▶ [Records shown]:

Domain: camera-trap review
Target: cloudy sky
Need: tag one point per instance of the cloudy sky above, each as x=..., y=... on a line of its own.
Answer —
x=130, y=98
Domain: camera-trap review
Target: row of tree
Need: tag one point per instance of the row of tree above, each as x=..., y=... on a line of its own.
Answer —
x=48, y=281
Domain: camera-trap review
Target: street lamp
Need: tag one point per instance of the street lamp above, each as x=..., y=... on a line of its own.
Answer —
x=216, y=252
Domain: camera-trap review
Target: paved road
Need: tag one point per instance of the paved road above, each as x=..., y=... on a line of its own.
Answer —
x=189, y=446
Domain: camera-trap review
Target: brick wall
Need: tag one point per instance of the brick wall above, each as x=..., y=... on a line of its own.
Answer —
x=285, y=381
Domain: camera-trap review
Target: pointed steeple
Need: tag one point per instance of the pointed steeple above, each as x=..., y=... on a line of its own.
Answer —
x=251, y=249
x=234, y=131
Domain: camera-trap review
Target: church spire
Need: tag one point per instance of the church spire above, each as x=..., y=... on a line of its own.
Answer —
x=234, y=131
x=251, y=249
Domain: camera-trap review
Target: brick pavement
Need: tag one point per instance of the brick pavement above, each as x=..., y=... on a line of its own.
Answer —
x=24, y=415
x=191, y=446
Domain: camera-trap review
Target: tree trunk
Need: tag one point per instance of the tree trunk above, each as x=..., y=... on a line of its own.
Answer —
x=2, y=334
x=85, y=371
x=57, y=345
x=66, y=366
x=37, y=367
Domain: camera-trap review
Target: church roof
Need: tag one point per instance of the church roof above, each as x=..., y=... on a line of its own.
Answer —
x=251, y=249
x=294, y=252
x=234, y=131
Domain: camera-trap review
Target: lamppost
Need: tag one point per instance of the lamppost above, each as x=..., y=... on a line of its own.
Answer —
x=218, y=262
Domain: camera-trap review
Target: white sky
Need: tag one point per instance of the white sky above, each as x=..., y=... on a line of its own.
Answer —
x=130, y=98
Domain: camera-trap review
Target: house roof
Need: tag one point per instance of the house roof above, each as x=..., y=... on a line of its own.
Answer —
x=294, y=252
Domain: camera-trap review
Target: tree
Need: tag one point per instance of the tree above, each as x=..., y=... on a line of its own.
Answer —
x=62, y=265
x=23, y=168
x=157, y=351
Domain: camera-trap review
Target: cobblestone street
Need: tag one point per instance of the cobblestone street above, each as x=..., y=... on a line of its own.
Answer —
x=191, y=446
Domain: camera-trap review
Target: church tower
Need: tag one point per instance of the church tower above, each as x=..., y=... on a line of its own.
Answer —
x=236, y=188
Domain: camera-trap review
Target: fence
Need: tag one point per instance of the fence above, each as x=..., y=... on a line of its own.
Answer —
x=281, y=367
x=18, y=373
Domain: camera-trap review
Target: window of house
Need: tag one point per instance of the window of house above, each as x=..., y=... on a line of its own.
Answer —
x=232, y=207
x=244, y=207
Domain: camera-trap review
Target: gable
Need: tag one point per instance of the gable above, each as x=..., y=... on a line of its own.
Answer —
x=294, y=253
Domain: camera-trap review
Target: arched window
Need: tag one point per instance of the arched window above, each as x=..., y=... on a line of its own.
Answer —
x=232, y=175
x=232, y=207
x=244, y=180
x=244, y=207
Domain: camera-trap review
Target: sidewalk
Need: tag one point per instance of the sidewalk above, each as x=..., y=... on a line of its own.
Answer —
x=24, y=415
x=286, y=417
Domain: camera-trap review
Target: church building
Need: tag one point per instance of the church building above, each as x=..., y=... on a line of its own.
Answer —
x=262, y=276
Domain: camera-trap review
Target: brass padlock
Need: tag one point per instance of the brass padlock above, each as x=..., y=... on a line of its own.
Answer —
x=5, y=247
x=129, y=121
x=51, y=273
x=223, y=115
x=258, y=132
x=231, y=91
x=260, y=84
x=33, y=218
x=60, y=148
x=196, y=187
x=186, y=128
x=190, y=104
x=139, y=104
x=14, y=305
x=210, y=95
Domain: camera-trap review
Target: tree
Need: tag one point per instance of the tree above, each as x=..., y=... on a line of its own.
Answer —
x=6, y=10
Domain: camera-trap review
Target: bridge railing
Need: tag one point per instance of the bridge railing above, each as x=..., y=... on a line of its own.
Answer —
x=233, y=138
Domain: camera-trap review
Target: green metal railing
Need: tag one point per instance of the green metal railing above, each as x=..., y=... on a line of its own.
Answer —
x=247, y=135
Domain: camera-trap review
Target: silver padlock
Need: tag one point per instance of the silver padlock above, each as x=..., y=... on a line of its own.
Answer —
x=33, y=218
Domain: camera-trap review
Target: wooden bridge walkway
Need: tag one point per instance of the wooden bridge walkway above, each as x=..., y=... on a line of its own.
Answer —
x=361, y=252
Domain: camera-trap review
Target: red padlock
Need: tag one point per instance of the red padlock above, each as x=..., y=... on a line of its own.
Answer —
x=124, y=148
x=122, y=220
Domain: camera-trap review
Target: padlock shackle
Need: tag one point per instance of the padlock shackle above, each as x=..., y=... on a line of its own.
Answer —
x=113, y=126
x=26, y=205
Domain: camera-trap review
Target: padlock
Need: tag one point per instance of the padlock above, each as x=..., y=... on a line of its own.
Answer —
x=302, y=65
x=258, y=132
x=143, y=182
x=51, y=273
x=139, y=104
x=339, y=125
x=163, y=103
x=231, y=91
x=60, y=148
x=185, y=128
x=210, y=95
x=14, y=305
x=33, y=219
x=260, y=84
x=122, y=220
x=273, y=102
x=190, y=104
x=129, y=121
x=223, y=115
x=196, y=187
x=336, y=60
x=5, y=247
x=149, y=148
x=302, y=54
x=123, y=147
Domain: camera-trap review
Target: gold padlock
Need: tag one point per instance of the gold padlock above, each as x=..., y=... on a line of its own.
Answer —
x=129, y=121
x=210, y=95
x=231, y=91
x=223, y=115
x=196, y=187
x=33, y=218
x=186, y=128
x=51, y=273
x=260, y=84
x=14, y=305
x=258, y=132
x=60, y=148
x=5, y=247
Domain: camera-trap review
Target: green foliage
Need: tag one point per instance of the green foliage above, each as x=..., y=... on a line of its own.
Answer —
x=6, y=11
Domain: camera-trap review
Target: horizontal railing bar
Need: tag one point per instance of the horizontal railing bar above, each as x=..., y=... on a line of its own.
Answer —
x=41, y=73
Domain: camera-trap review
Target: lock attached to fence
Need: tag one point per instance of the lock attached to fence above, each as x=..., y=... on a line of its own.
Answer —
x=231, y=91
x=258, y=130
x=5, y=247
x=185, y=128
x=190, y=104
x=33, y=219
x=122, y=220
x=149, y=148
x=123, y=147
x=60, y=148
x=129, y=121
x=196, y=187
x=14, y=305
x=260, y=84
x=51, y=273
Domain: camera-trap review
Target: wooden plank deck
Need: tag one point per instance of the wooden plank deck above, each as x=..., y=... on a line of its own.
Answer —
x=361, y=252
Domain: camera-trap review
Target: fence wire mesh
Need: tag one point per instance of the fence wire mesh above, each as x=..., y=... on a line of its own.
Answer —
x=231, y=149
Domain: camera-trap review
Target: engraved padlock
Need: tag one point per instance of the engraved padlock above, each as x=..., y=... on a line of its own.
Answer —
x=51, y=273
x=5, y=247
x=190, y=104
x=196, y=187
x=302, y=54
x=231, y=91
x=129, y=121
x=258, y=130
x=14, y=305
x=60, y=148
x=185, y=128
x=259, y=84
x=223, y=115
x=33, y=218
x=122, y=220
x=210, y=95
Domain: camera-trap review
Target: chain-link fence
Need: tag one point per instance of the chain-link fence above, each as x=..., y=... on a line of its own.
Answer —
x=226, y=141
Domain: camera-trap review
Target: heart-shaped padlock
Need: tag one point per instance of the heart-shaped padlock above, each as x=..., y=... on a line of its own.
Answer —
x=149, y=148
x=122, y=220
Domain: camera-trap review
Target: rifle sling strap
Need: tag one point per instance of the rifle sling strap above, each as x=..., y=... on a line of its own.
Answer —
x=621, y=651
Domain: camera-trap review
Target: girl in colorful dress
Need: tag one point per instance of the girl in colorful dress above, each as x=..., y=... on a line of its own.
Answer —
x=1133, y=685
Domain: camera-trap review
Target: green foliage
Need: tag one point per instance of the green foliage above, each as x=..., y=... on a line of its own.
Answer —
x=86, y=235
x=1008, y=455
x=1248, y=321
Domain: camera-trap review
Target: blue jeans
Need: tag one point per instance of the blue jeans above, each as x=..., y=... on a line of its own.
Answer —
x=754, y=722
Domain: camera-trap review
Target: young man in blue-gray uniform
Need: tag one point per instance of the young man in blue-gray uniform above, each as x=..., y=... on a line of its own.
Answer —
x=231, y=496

▶ [Work order]:
Repeat the entries verbatim through the line with "Target: brick wall".

▶ [Solution to the exercise]:
Domain: camera-trap review
Target: cloudy sky
Need: tag one point per instance of the cloudy sky above, each as x=..., y=... on a line of its own.
Answer —
x=130, y=98
Domain: camera-trap review
Target: row of tree
Need: tag one point per instance of the row of tree above, each as x=..., y=... on a line of its own.
Answer —
x=48, y=281
Domain: camera-trap review
Target: street lamp
Need: tag one point per instance of the street lamp above, each as x=..., y=... on a line of its own.
Answer —
x=216, y=252
Domain: camera-trap review
Target: paved road
Need: tag one point per instance of the paved road above, each as x=..., y=... on a line of its own.
Answer —
x=189, y=446
Domain: camera-trap review
Target: brick wall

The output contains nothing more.